→ Task prompt:
Render the material below as a JSON list of strings, one string per line and blank lines left out. Begin at the line that has "Someone flagged reddish" and stop after the line that has "[198,180,353,415]".

→ Input records:
• • • •
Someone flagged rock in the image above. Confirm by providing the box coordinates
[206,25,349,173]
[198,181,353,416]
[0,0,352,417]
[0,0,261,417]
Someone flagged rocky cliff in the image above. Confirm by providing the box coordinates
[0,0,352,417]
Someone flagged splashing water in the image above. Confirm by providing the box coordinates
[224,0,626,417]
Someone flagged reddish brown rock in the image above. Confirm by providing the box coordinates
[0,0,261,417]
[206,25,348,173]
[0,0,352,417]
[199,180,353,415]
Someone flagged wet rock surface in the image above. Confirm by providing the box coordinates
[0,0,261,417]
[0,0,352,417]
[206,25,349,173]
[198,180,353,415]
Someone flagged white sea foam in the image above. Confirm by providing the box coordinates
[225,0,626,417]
• • • •
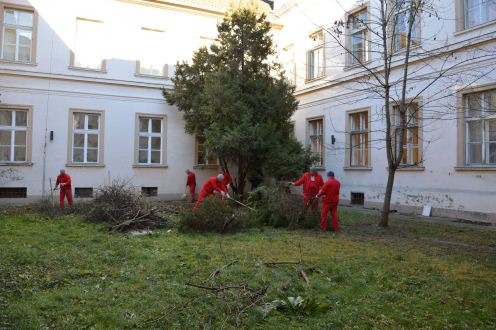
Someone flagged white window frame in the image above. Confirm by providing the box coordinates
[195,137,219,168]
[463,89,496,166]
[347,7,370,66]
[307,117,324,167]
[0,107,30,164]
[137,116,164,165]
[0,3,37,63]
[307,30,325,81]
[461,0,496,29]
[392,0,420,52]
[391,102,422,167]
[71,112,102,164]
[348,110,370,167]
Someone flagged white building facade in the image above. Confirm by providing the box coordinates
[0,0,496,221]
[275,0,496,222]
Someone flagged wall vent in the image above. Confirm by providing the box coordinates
• • • •
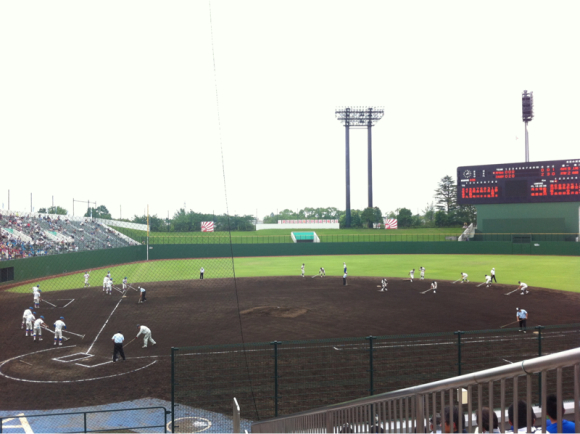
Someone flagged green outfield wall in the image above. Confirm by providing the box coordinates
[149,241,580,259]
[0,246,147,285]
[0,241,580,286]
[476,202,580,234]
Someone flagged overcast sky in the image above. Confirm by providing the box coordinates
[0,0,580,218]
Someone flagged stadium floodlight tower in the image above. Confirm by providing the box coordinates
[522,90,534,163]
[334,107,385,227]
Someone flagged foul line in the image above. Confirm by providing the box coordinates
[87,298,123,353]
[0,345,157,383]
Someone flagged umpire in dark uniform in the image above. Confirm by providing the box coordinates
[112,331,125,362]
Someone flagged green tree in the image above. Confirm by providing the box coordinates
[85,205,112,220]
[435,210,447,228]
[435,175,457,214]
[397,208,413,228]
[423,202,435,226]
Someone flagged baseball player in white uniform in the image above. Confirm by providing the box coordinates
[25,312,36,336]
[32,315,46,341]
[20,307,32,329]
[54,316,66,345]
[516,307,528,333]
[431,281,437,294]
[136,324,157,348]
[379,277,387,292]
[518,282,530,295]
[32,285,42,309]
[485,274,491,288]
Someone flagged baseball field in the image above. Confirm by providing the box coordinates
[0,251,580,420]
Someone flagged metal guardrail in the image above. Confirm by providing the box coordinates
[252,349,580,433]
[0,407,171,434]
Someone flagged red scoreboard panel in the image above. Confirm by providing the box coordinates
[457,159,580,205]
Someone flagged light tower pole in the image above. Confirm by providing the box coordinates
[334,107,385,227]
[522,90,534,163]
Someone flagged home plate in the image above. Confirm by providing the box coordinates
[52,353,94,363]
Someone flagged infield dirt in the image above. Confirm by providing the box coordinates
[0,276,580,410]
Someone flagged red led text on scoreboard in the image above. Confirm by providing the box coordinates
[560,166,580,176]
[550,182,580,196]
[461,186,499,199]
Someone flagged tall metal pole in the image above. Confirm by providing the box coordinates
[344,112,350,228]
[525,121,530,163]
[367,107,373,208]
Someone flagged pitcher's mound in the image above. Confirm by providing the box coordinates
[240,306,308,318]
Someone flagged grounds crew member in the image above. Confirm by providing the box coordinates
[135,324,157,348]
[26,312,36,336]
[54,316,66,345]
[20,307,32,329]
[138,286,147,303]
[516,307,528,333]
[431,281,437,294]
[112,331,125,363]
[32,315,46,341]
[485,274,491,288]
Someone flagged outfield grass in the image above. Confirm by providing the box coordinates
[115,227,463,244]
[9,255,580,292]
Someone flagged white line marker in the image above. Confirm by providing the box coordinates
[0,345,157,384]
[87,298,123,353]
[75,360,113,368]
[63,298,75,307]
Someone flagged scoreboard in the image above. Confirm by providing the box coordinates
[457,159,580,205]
• • • •
→ Full answer:
[
  "Someone flagged reddish brown rock in the image above. Confirm by providing the box coordinates",
  "[0,0,261,417]",
  "[206,25,348,173]",
  "[0,0,352,417]",
  "[199,180,353,415]",
  "Someone flagged wet rock surface in the image above. Confirm by providing the box coordinates",
  "[0,0,261,417]",
  "[0,0,352,417]",
  "[206,25,349,173]",
  "[198,180,353,415]"
]